- _Exercise prompt_
Reproduce every entry in the listing without alteration.

* BEGIN Extracted records *

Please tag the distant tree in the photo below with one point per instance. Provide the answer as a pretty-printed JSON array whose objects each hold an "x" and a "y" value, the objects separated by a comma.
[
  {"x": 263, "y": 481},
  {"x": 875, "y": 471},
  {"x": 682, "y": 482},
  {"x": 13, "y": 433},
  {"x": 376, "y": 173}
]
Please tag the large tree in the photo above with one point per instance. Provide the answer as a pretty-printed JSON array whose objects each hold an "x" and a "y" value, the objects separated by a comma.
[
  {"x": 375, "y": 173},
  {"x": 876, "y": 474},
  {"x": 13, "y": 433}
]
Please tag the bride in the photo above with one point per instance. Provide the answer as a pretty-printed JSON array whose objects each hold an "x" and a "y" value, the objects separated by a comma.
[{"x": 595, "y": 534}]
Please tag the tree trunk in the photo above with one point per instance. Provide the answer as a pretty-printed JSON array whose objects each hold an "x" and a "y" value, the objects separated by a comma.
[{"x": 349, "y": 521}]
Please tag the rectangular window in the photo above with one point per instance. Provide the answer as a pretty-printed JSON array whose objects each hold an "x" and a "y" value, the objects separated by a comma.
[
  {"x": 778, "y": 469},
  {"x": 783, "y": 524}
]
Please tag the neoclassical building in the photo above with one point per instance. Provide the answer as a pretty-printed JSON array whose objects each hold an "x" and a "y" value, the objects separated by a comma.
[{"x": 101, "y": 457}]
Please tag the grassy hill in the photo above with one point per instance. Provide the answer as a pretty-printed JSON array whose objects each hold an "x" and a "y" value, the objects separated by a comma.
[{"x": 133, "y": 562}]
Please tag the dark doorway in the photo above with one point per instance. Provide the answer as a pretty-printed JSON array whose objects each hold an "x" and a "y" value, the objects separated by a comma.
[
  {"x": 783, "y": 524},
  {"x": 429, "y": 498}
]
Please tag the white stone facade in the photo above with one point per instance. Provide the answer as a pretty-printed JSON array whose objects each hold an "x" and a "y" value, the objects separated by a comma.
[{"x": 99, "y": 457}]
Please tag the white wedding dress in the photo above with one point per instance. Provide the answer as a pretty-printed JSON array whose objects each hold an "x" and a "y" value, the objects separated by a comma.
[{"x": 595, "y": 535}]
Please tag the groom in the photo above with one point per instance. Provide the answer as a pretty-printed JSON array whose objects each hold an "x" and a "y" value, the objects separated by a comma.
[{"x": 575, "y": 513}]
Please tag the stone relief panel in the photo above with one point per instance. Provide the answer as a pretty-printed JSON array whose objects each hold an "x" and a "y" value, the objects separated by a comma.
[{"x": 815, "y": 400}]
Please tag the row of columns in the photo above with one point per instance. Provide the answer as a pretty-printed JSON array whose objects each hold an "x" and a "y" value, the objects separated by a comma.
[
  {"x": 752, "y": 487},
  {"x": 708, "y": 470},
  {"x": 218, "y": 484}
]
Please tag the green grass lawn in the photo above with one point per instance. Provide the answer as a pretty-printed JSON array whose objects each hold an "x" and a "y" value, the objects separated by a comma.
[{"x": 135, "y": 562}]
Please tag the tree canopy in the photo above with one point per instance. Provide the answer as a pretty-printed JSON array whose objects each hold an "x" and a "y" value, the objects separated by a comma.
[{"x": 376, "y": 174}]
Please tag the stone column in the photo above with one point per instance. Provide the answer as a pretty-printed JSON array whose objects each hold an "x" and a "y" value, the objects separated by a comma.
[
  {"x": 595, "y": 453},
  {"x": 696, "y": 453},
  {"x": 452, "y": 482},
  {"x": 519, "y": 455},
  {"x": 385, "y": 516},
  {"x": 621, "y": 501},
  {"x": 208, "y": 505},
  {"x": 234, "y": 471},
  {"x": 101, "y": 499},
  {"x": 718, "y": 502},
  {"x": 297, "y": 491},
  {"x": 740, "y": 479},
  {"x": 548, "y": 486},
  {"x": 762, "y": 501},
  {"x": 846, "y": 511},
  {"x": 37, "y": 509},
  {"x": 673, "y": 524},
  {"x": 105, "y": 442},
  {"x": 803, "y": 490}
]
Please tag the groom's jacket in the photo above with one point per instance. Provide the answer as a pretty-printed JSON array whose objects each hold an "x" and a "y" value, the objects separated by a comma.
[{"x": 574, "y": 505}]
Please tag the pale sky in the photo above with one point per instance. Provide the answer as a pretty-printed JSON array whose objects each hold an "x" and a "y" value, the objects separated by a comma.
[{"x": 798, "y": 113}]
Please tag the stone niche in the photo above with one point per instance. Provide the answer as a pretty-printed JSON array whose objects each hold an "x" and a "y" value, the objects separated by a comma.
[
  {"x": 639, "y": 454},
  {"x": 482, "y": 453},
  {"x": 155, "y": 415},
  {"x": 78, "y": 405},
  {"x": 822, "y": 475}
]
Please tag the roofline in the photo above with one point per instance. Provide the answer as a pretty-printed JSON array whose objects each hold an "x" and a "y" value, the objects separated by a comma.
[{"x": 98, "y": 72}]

* END Extracted records *

- _Answer to the exercise_
Please tag the distant tree in the photo below with one point per instance. Provide the answer as a pretty-printed JSON array whose objects each hold an "x" and a "y" value, the objects separated by a comma.
[
  {"x": 263, "y": 481},
  {"x": 875, "y": 471},
  {"x": 682, "y": 482},
  {"x": 13, "y": 433},
  {"x": 376, "y": 173}
]
Please tag the large tree in the photo above with one point per instance. Provide the answer as a pretty-printed JSON array whose objects each hold an "x" and a "y" value, the objects separated by a comma.
[
  {"x": 375, "y": 173},
  {"x": 876, "y": 474},
  {"x": 13, "y": 433}
]
Please tag the bride in the photo above with one point per instance. Provide the answer as a pretty-printed JSON array whose objects each hold an "x" and a "y" value, the objects separated by a comma.
[{"x": 595, "y": 534}]
Please tag the tree trunk in the photo above with one point per instance. Provide the answer as a pretty-printed JSON array whose objects each hold an "x" and a "y" value, the objects separated by a comma.
[{"x": 349, "y": 521}]
Please tag the rectangular window in the photo above with one point per instance. Provide the answer as a pretty-printed JSON array whose objects each hold an "x" and a "y" value, the objects separated by a comma.
[
  {"x": 778, "y": 469},
  {"x": 783, "y": 524}
]
Please tag the neoclassical building in the photo above with one point per instance. Provide the answer as a pretty-printed JSON array whose objects each hold an "x" and a "y" value, the objects separated by a comma.
[{"x": 101, "y": 457}]
Please tag the grassy hill in the photo above with one point per instance. Provide the answer as a pretty-printed JSON array whose objects each hold an "x" and a "y" value, the objects separated by a comma.
[{"x": 133, "y": 562}]
Please tag the dark doorway in the photo above with one point per instance. Provide the answer as a pretty-printed JSON array whose objects each hold an "x" and a "y" value, the objects separated by a comma.
[
  {"x": 783, "y": 524},
  {"x": 429, "y": 498}
]
Please tag the white stone facade in the photo above with one point per instance. Provide the answer as a pretty-printed JSON array whose objects each hold an "x" and a "y" value, the objects separated by a comma.
[{"x": 99, "y": 457}]
Please tag the white wedding dress in the photo above with one point per instance. Provide the answer as a pretty-printed JSON array whose objects each hold an "x" and a "y" value, the objects separated by a comma.
[{"x": 595, "y": 535}]
Please tag the groom in the photo above with one point per instance. Provide the answer as a pretty-printed JSON array whose objects each hold an "x" and a "y" value, the objects separated by a comma.
[{"x": 575, "y": 513}]
Please tag the stone relief panel in the photo above with one point per instance. Provide the answer as a pretty-printed JSON array whose objects each hold an "x" and a "y" value, the objects separated by a comma.
[{"x": 815, "y": 400}]
Please tag the row of columns in the photo above with one point per instance. Provide the answer as a pretty-printed JSON array whose objects each hold an "x" and a "y" value, the objects separated by a comma.
[
  {"x": 752, "y": 487},
  {"x": 708, "y": 470},
  {"x": 218, "y": 484}
]
Please tag the green grass lawn in the photo above with one point per instance. Provide the answer as a pretty-printed JSON array whose objects each hold an "x" and a "y" value, the objects separated by a comma.
[{"x": 135, "y": 562}]
Please tag the tree canopy in the photo above with one point per instance. Provide the answer as a pretty-printed JSON array whose objects each hold an "x" and a "y" value, the objects separated by a comma.
[{"x": 376, "y": 174}]
Please tag the stone column in the photo above with one point per instance. Provide the answer as a pretty-printed JSON array whose objects each hold an "x" and a "y" value, the objects separated by a comma.
[
  {"x": 595, "y": 453},
  {"x": 696, "y": 453},
  {"x": 452, "y": 482},
  {"x": 519, "y": 455},
  {"x": 385, "y": 516},
  {"x": 621, "y": 501},
  {"x": 208, "y": 505},
  {"x": 234, "y": 471},
  {"x": 101, "y": 499},
  {"x": 718, "y": 502},
  {"x": 297, "y": 491},
  {"x": 740, "y": 479},
  {"x": 548, "y": 486},
  {"x": 762, "y": 501},
  {"x": 846, "y": 511},
  {"x": 37, "y": 509},
  {"x": 673, "y": 524},
  {"x": 105, "y": 442},
  {"x": 803, "y": 490}
]
Please tag the groom's jacket in the photo above with one point per instance. Provide the answer as a pretty-printed JSON array whose objects each hold an "x" and a "y" value, the objects separated by a comma.
[{"x": 574, "y": 505}]
Please tag the pale sky in the photo above with one point per instance. Provide the answer as a pretty-printed JSON array whose objects each hold an "x" and a "y" value, the objects separated by a comma.
[{"x": 798, "y": 113}]
Please tag the stone niche in the photo above with one point per instance. Provide the answer as a pretty-printed JSON array whose objects each hold an "x" and a "y" value, the objects separated by a comma.
[
  {"x": 639, "y": 454},
  {"x": 482, "y": 453},
  {"x": 155, "y": 415},
  {"x": 78, "y": 405},
  {"x": 822, "y": 475}
]
Please tag the roofline in the photo above with one point per instance. Provide the answer as a pretty-printed JSON array whose objects each hold an "x" and a "y" value, the objects separated by a comma.
[{"x": 98, "y": 72}]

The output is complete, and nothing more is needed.